(begin)

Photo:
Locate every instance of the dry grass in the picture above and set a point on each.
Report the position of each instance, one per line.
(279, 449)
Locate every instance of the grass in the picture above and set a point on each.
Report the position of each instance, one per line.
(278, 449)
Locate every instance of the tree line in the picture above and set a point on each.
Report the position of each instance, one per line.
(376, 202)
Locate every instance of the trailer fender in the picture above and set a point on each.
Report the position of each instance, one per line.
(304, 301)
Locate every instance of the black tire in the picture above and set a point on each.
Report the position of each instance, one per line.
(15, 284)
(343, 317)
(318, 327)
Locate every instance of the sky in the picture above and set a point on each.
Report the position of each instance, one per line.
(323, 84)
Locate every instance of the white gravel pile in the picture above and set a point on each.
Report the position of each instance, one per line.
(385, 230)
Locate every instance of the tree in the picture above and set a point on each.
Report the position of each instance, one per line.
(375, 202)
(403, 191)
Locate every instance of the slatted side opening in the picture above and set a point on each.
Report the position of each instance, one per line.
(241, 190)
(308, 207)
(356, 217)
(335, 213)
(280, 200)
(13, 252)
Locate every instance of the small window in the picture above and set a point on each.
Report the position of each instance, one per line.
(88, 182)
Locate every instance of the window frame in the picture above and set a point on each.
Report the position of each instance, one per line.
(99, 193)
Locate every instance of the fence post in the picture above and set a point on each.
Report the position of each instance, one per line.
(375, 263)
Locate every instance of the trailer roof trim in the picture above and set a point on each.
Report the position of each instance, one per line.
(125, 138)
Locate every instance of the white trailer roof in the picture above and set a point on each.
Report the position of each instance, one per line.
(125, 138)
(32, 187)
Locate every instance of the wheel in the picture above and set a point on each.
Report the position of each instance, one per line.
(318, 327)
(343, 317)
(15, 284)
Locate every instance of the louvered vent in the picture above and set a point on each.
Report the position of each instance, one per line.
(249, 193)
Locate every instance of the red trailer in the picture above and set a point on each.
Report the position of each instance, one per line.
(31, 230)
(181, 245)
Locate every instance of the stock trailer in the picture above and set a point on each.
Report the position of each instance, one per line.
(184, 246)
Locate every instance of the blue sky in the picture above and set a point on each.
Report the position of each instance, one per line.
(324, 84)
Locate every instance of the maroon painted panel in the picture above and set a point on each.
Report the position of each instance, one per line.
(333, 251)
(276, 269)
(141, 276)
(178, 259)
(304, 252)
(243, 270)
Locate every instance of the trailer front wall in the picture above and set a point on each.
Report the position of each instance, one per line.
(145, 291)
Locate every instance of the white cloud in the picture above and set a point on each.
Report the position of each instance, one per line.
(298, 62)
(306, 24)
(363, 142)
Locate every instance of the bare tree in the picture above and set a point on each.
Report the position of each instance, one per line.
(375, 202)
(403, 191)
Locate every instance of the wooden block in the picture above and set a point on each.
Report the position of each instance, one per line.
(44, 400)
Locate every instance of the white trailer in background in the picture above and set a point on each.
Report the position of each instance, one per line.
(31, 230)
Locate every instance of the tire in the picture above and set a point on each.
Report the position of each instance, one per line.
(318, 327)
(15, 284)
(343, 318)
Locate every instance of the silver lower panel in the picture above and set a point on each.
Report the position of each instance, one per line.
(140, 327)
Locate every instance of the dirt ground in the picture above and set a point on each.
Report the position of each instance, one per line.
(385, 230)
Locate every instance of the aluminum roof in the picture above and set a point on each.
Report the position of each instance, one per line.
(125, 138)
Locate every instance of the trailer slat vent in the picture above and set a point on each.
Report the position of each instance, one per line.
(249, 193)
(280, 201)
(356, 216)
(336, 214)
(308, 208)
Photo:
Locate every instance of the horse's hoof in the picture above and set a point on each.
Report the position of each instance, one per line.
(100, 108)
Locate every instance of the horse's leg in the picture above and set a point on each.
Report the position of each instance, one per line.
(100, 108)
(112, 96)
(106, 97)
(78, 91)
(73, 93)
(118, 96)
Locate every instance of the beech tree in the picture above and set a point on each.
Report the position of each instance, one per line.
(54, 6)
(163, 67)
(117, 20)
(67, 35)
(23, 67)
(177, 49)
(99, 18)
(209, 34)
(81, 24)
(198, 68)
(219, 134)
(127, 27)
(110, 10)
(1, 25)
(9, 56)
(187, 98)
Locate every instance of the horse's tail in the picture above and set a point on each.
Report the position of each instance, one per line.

(end)

# Directions:
Reproduce all the rows above, swapping "set a point" for "place a marker" wherever it occurs and leaving everything else unchanged.

# Result for this exercise:
Photo:
Locate every instance of the dry grass in the picture above and place a marker on each.
Report the position of each instance, one per line.
(279, 449)
Locate every instance of the grass in the picture above and place a marker on each.
Report the position of each instance, one per line.
(278, 449)
Locate every instance of the tree line in the picture above and place a marker on each.
Report the position of each instance, one per line.
(376, 202)
Locate every instance of the trailer fender in the picture above and place a marker on each.
Report the position of each instance, one per line.
(304, 301)
Locate every instance of the black tire in the picture above and place a marker on each.
Report the position of each instance, one per line.
(15, 284)
(343, 317)
(318, 327)
Locate every instance of the sky in the picture above and place a marker on each.
Report the position of each instance, one per line.
(323, 84)
Locate every instance of the white gravel pile in the picture above and place a marker on each.
Report the position of each instance, one per line.
(385, 230)
Locate every instance of the tree in the picture above and place a marker on each.
Report the position of each instance, one per line.
(375, 202)
(403, 191)
Locate every instance of the slatted side opening in the picture above and place a marker on each.
Report the position of each instance, one per line.
(241, 190)
(308, 207)
(356, 217)
(335, 213)
(280, 200)
(13, 252)
Locate every instance of the small window in the picture above and place a marker on each.
Report the position of each instance, one per line.
(88, 182)
Locate every instance of the window frame in the picture above and place a marker on each.
Report the position of each instance, one per line.
(99, 193)
Locate every instance of the fence post in the picture above and place a marker on each.
Report the position of each instance, one per line.
(375, 263)
Locate every instance of the trailer roof trim in the picture above and place a marker on each.
Report the position of each instance, one per line.
(125, 138)
Locate every instance of the white trailer roof in the picture above and place a marker on each.
Report the position of each instance, one per line.
(125, 138)
(32, 187)
Locate every instance of the wheel in the picture above and place a marker on each.
Report the position of each instance, one per line.
(318, 327)
(343, 317)
(15, 284)
Locate every instance of the louvered vent in the picture above and place a marker on each.
Report the position of each instance, one per line.
(249, 193)
Locate every instance of the red trailer in the picture above and place a marker on each.
Report the position of each instance, one per line.
(31, 230)
(181, 245)
Locate every instance of the stock trailer in the picture above and place a marker on each.
Report the position of each instance, one per line.
(184, 246)
Locate every instance of the blue sky in the picture above and place a marker on each.
Report the position of each instance, one per line.
(324, 84)
Locate every instance of the maroon painted panel in the picture above and place a marker on each.
Report the position of each instance, one per line.
(333, 251)
(276, 269)
(141, 276)
(178, 259)
(304, 252)
(243, 270)
Locate every instance of the trailer front wall in the picture above and place a marker on each.
Report the position of each instance, one per line.
(145, 291)
Locate every instance of the white cloud in the picture above and place a marker on each.
Report the position of each instance, one per line.
(298, 62)
(306, 24)
(363, 142)
Locate every instance of the bare tree in the picture above and place a marker on each.
Report the position of each instance, one per line.
(375, 202)
(403, 191)
Locate every instance of the wooden block in the picture above and place a marker on each.
Report the position of each instance, one per line.
(44, 400)
Locate every instance of the white trailer in background in the picture above and place a marker on each.
Report the position of each instance, one per line.
(31, 230)
Locate every instance of the tire in the picture above and place a marker on each.
Report the position of each instance, one per line.
(318, 327)
(15, 284)
(343, 318)
Locate every instance of the silver lower panel in the picture above and place a marker on each.
Report the position of each instance, one per line.
(140, 327)
Locate every instance of the dirt ground in the picture above and place a marker on each.
Report the position of each instance, one per line.
(385, 230)
Locate every instance of the aluminum roof in the picture above and place a marker on each.
Report the position of each instance, one per line.
(125, 138)
Locate every instance of the trailer slat vent in the picture above and place a marker on each.
Report the position of each instance, one per line.
(249, 193)
(280, 201)
(356, 216)
(336, 214)
(308, 208)
Photo:
Locate every instance of the horse's hoof in the picture above and place a marker on each.
Report the position of each instance, one per line.
(100, 108)
Locate every instance of the horse's leg in the picture above and place a marker on each.
Report the position of each instance, one per line.
(100, 108)
(112, 96)
(106, 97)
(78, 91)
(73, 93)
(118, 96)
Locate every instance of the beech tree in the picture above and place a marker on each.
Report the position of each instance, one per line.
(54, 6)
(163, 67)
(117, 20)
(67, 35)
(23, 67)
(177, 49)
(99, 18)
(209, 34)
(81, 24)
(198, 68)
(219, 134)
(127, 27)
(110, 10)
(1, 25)
(9, 56)
(187, 98)
Locate every instance of the horse's tail in the picture above and place a marker on each.
Report the position of each instance, one per line.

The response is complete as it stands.